(Source text):

↓↓↓

I think Ben's second and following sentences here are symptomatic of a common
fallacy, or more precisely of common misinformation and ignorance. No one has
said or implied that biological nervous systems have a monopoly on viable
methodologies for sensation, perception, and/or cognition. There probably are
many different ways in which these types of problems can be tackled. We do
have a considerable amount of knowledge about the human brain, and (for
the time being more to the point) about invertebrate nervous systems and the
actions of individual neurons. And finally, correspondence to biological
systems, while important, is by no means a single and easily acheived goal
(see below). On the other hand, we can say at least two things about the
current state of implemented cognition:
1) The methods we now call 'classical' AI, starting from about the late
1950's or early 60's, have not made an appreciable dent in their original
plans nor even lived up to their original claims. To refresh your memory,
a quote from 1958:

"...there are now in the world machines that think, that learn and
that create. Moreover, their ability to do these things is going to
increase rapidly until --in a visible future-- the range of problems
they can handle will be coextensive with the range to which the human
mind has been applied."

This quote is from H. Simon and A. Newell in "Heuristic Problem Solving:
The Next Advance in Operations Research" in _Operations Research_ vol 6,
published in *1958*. (It was recently quoted by Dreyfus and Dreyfus in the
Winter 1988 edition of Daedalus, on page 19.) We seem to be no closer to
the realization of this claim than we were thirty years ago.
2) We do have one instance that proves that sensation, perception, and
cognition are possible: natural nervous systems. Thus, even though there
may be other ways of solving the problems associated with vision, for
example, it would seem that adopting some of the same strategies used by
other successful systems would increase the likelyhood of our success.
While it is true that there is more unknown than known about nervous
systems, we do know enough about neurons, synapses, and small aggregates
of neurons to begin to simulate their structure and function.

↑↑↑

(Problem 1):
Can you retype the post on AI and nervous systems, starting at "This quote is" and ending at "thirty years ago."?
(Problem 2):
According to the post on AI and nervous systems, what do we know enough about to begin simulating their structure and function? List every item it gives.
The data after this point has no connection to the post on AI and nervous systems.

(Information supplied):
↓↓↓

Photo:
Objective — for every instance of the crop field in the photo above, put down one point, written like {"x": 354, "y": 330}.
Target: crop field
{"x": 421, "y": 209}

↑↑↑

(Answer box 1):
This quote is from H. Simon and A. Newell in "Heuristic Problem Solving:
The Next Advance in Operations Research" in _Operations Research_ vol 6,
published in *1958*. (It was recently quoted by Dreyfus and Dreyfus in the
Winter 1988 edition of Daedalus, on page 19.) We seem to be no closer to
the realization of this claim than we were thirty years ago.

(Answer box 2):
- neurons
- synapses
- small aggregates of neurons